Kalya was spared violence in the 1936–39 Arab revolt due to good relations with the Arabs; the plant employed many Arab laborers from Jericho. Despite negotiations between the kibbutz leadership and Jordan's Arab Legion to preserve the kibbutz under Jordanian control at the time of the 1948 Arab–Israeli War, the imprisonment of Jews in the Jordanian-held Naharayim complex and the Kfar Etzion massacre led David Ben-Gurion to call for the residents' evacuation and their consolidation in the southern Dead Sea. Residents of Kalya and nearby Beit HaArava ultimately fled by boat on 20 May 1948, and the two kibbutzim were destroyed by the Jordanians. The area remained unpopulated save a Jordanian military camp.

• Given data
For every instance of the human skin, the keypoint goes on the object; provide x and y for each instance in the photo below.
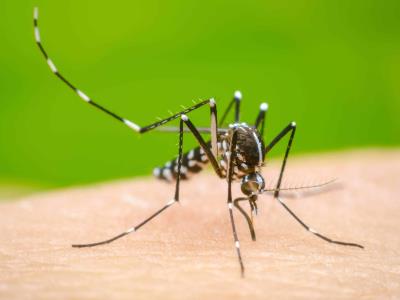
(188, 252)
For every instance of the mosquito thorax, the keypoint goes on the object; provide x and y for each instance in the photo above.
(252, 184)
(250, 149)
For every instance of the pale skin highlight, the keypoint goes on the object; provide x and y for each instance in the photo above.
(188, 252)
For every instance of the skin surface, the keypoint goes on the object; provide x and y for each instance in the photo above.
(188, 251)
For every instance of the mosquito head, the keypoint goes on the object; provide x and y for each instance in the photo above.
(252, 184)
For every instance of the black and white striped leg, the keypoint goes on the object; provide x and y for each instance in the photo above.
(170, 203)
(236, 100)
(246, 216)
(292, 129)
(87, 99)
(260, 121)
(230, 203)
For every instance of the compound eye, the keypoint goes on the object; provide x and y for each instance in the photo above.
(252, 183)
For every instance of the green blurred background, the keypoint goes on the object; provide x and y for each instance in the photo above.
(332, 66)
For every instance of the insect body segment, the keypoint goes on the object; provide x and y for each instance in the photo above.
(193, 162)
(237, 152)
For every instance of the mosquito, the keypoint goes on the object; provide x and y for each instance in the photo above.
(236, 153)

---

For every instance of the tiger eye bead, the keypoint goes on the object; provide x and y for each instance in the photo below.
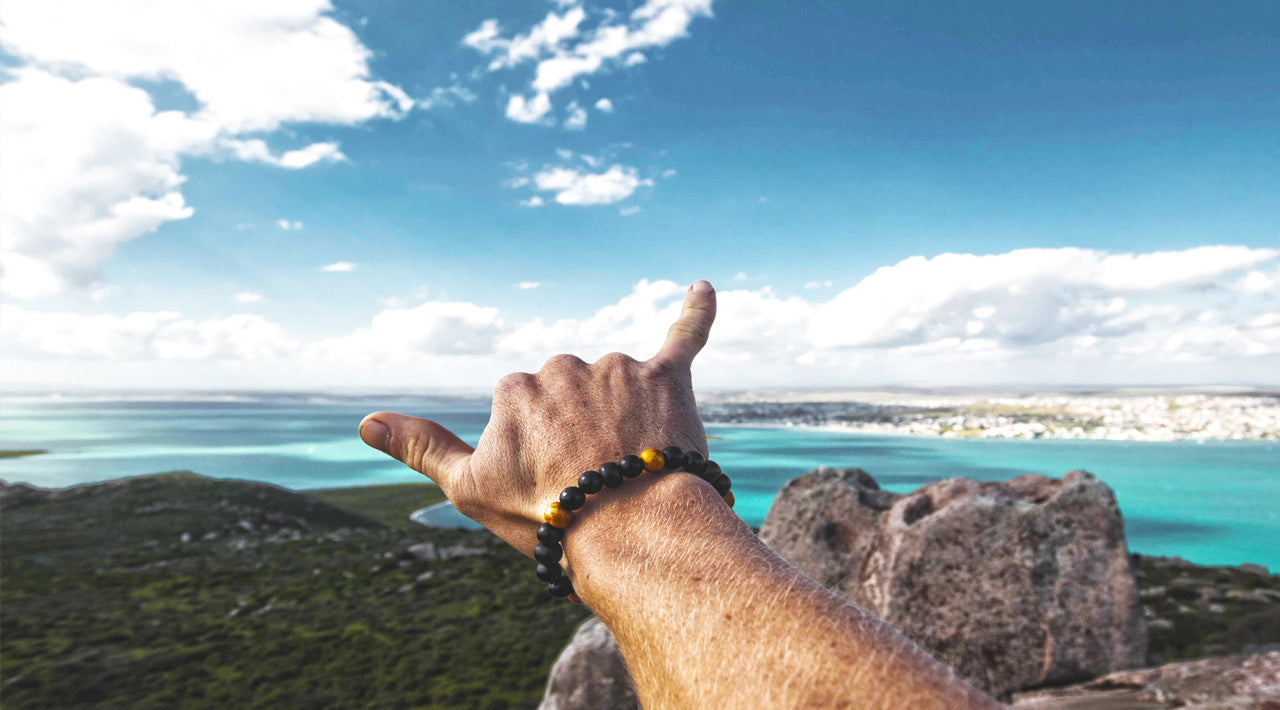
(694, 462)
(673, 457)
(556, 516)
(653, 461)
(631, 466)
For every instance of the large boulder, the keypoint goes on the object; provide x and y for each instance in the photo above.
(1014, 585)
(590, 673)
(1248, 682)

...

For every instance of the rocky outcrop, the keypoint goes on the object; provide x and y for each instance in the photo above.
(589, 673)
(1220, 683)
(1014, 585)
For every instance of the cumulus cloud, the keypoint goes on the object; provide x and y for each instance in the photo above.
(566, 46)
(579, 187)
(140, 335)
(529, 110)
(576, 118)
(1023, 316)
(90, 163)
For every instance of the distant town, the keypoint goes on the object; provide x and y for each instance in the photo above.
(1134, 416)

• Exercises
- a) According to the passage about Kalya, on what date did residents of Kalya and Beit HaArava flee by boat?
- b) Translate this sentence from the passage about Kalya into Spanish: "The area remained unpopulated save a Jordanian military camp."
- c) Rewrite the passage about Kalya from "Kalya was spared" to "Jordanian military camp.", replacing "fled" with "escaped".

• Exercise solutions
- a) 20 May 1948

- b) La zona permaneció despoblada, salvo por un campamento militar jordano.

- c)
Kalya was spared violence in the 1936–39 Arab revolt due to good relations with the Arabs; the plant employed many Arab laborers from Jericho. Despite negotiations between the kibbutz leadership and Jordan's Arab Legion to preserve the kibbutz under Jordanian control at the time of the 1948 Arab–Israeli War, the imprisonment of Jews in the Jordanian-held Naharayim complex and the Kfar Etzion massacre led David Ben-Gurion to call for the residents' evacuation and their consolidation in the southern Dead Sea. Residents of Kalya and nearby Beit HaArava ultimately escaped by boat on 20 May 1948, and the two kibbutzim were destroyed by the Jordanians. The area remained unpopulated save a Jordanian military camp.